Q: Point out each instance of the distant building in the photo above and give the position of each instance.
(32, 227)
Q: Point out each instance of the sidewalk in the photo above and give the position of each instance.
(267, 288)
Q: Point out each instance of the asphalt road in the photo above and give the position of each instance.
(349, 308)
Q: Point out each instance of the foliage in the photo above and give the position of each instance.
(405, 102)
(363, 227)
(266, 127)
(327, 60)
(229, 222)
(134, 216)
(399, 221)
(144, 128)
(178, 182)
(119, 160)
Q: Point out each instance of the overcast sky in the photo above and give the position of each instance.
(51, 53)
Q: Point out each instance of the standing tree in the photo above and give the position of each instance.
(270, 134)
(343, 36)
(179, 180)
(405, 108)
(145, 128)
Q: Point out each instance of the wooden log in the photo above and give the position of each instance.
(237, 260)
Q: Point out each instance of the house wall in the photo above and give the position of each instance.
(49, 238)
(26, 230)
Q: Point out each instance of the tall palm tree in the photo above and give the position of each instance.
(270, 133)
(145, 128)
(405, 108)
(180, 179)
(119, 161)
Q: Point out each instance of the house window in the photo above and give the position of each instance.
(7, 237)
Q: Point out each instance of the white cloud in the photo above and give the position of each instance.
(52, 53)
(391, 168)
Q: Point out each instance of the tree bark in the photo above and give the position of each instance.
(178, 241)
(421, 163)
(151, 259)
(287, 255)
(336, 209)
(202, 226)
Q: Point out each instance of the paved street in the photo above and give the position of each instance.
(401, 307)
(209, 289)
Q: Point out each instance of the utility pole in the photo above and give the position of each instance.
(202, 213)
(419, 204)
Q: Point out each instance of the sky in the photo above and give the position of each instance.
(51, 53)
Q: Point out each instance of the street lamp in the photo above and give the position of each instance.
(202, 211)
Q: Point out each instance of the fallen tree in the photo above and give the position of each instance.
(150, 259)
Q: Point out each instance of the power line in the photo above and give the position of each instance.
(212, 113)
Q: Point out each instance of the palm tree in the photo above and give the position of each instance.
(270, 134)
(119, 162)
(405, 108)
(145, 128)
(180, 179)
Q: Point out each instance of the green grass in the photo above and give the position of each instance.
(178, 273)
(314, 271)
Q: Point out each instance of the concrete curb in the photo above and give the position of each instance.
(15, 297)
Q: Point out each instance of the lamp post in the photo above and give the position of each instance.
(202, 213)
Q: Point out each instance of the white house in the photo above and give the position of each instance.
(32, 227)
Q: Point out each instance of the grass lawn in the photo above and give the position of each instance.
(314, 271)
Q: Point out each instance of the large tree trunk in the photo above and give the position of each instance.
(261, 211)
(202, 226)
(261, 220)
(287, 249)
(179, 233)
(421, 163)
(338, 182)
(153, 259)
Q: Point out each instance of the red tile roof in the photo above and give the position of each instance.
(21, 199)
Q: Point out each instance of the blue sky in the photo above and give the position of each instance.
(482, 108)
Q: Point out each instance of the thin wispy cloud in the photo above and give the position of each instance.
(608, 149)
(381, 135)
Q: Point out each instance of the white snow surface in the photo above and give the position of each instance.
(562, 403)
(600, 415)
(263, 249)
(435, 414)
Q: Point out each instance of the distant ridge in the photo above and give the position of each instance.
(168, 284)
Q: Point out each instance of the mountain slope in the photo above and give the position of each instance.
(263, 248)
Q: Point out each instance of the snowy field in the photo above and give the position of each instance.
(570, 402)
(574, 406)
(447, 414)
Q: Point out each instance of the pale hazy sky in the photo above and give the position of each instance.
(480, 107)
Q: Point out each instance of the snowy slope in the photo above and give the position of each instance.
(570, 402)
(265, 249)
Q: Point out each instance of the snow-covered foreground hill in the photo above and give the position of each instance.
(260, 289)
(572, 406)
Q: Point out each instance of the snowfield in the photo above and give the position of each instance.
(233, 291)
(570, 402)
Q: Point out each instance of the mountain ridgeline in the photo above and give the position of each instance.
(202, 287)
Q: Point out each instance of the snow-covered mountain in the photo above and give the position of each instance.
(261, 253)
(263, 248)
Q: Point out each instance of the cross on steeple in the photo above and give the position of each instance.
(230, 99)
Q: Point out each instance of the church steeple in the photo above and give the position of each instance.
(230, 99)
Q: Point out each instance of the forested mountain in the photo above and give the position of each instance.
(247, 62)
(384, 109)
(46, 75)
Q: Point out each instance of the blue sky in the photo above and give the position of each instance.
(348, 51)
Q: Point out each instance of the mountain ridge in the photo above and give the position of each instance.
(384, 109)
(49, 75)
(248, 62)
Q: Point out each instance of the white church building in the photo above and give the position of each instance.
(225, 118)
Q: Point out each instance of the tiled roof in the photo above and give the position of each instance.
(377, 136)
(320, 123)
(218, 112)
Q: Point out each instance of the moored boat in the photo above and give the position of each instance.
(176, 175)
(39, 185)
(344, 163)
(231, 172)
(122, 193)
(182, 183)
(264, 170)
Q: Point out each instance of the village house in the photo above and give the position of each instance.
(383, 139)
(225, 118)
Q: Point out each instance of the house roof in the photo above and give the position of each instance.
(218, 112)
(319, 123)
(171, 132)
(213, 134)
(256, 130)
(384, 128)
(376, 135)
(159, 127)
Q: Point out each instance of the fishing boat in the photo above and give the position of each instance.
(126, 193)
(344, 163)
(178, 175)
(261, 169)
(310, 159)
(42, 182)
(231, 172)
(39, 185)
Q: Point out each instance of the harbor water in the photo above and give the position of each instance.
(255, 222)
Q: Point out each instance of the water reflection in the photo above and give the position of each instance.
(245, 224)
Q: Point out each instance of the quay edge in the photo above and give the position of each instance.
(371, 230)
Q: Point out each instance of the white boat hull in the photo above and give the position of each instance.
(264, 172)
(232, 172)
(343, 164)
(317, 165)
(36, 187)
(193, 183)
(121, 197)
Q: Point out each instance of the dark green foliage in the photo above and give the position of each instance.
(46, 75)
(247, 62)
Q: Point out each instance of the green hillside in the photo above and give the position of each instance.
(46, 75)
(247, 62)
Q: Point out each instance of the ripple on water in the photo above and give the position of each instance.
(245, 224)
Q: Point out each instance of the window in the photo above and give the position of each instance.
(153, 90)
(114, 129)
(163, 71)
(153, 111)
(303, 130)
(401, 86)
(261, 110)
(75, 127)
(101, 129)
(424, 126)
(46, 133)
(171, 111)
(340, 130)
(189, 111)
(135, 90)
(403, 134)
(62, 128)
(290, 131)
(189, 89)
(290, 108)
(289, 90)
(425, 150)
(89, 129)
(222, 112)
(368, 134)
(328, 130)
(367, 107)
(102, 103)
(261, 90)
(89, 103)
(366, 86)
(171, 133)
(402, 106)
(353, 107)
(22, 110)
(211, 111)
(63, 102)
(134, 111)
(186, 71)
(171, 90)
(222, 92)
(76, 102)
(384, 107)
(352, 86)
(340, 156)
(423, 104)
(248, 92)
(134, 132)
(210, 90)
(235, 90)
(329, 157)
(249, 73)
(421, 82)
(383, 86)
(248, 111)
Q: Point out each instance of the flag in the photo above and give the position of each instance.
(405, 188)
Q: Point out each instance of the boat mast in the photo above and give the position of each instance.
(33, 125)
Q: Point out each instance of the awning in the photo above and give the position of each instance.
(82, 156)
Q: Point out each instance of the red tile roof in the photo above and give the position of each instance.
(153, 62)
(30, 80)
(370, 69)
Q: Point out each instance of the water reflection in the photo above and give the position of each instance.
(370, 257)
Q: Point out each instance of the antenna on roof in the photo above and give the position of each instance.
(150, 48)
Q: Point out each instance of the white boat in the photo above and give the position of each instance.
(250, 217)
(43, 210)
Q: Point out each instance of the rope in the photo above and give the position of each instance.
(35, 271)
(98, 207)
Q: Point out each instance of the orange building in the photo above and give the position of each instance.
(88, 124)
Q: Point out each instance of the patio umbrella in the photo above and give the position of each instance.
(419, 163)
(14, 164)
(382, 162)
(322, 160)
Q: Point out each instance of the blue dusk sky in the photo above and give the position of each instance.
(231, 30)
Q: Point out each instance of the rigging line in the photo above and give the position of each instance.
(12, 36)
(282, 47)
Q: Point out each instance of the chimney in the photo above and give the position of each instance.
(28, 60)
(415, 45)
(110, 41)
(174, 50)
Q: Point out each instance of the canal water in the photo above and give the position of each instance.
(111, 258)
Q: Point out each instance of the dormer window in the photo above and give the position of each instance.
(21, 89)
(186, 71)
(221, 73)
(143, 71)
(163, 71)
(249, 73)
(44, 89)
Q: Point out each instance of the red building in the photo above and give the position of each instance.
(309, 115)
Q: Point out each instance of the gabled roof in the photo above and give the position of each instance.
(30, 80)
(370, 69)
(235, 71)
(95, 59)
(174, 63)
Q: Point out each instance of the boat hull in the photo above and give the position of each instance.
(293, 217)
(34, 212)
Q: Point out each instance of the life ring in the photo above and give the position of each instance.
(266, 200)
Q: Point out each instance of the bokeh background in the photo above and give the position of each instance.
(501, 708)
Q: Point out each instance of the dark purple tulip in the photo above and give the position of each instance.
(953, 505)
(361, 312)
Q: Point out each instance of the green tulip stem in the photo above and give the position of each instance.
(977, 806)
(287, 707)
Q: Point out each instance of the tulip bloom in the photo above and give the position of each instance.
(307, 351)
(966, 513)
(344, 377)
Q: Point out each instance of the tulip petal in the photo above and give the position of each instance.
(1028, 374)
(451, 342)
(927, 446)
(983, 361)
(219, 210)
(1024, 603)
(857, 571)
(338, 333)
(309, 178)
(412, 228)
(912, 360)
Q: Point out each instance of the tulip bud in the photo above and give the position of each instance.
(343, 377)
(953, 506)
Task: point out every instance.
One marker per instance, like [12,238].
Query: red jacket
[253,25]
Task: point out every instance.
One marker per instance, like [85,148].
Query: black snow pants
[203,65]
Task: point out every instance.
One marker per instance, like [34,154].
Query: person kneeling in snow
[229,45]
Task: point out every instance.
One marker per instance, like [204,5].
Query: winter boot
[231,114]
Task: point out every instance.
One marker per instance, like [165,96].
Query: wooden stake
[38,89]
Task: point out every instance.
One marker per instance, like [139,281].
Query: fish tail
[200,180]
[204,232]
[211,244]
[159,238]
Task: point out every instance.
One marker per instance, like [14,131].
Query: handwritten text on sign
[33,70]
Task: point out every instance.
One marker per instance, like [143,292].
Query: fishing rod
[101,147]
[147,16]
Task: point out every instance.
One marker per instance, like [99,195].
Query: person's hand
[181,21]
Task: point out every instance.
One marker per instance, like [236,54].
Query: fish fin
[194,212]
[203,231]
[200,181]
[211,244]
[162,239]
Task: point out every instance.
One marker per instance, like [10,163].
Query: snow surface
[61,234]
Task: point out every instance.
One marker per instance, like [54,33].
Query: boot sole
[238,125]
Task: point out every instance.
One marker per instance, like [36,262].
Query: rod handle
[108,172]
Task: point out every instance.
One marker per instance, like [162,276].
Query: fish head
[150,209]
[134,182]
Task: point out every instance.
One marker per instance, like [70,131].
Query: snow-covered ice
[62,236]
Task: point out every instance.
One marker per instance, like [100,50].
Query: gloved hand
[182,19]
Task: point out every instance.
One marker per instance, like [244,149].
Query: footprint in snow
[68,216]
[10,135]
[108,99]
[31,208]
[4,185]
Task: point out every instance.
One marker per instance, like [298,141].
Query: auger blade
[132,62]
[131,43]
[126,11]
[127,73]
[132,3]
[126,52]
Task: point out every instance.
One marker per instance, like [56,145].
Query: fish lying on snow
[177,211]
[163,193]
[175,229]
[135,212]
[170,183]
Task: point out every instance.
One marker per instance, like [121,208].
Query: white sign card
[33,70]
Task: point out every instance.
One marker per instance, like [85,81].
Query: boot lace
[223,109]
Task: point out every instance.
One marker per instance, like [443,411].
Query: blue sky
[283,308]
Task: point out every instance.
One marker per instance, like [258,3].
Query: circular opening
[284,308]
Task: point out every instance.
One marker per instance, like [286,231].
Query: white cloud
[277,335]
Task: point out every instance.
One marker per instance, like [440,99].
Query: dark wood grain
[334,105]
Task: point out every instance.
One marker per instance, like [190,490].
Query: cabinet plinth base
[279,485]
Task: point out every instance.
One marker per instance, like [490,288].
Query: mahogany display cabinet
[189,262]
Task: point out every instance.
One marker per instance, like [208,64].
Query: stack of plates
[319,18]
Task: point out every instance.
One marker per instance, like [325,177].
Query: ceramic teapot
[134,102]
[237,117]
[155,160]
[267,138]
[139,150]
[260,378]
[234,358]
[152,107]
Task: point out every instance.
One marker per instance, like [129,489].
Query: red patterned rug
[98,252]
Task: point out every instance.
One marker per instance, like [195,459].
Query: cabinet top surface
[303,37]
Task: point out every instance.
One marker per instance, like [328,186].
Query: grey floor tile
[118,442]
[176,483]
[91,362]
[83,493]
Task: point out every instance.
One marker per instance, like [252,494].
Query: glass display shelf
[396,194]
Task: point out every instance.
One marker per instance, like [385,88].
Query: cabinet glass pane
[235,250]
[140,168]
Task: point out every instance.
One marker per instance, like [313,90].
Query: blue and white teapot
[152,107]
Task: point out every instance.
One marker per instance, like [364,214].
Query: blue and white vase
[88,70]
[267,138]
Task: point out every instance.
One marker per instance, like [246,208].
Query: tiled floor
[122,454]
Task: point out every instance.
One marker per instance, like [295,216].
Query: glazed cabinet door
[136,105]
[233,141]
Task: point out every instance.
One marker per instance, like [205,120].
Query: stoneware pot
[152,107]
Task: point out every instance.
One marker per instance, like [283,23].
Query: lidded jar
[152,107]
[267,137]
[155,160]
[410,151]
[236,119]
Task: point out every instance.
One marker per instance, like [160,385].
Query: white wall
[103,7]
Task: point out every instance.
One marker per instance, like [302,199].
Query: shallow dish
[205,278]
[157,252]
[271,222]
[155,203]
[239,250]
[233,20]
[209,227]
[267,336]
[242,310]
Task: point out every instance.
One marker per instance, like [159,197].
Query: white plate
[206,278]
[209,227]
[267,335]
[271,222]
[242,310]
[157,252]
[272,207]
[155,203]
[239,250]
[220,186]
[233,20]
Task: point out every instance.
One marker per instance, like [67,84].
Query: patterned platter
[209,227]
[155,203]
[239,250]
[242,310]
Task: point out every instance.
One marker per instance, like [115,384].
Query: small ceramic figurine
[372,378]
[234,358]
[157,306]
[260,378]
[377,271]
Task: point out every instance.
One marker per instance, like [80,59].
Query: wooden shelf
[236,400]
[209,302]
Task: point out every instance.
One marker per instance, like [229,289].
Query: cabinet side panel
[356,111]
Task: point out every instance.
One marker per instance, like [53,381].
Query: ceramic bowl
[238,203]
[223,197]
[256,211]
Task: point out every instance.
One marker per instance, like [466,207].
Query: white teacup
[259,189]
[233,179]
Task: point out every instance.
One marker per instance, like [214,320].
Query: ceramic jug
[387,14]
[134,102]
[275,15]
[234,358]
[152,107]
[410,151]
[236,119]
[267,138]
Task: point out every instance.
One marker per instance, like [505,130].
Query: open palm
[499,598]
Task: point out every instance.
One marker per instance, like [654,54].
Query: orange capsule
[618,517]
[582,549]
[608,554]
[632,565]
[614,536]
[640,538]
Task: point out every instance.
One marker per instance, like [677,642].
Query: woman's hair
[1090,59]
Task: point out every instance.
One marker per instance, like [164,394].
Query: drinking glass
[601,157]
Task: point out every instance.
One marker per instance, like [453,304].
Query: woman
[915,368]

********************

■ **What is needed**
Above are the entries. Quote exactly the lines from the one bearing "Query: cabinet top surface" through the one bearing "One marker per instance, like [385,88].".

■ **Expected answer**
Query: cabinet top surface
[303,37]
Task: point out every instance.
One marker per instance, like [328,186].
Query: grey floor tile
[118,442]
[176,483]
[91,362]
[83,493]
Task: point out every instance.
One marker per instance, like [252,494].
Query: glass display shelf
[396,194]
Task: point out every instance.
One marker per instance, like [385,88].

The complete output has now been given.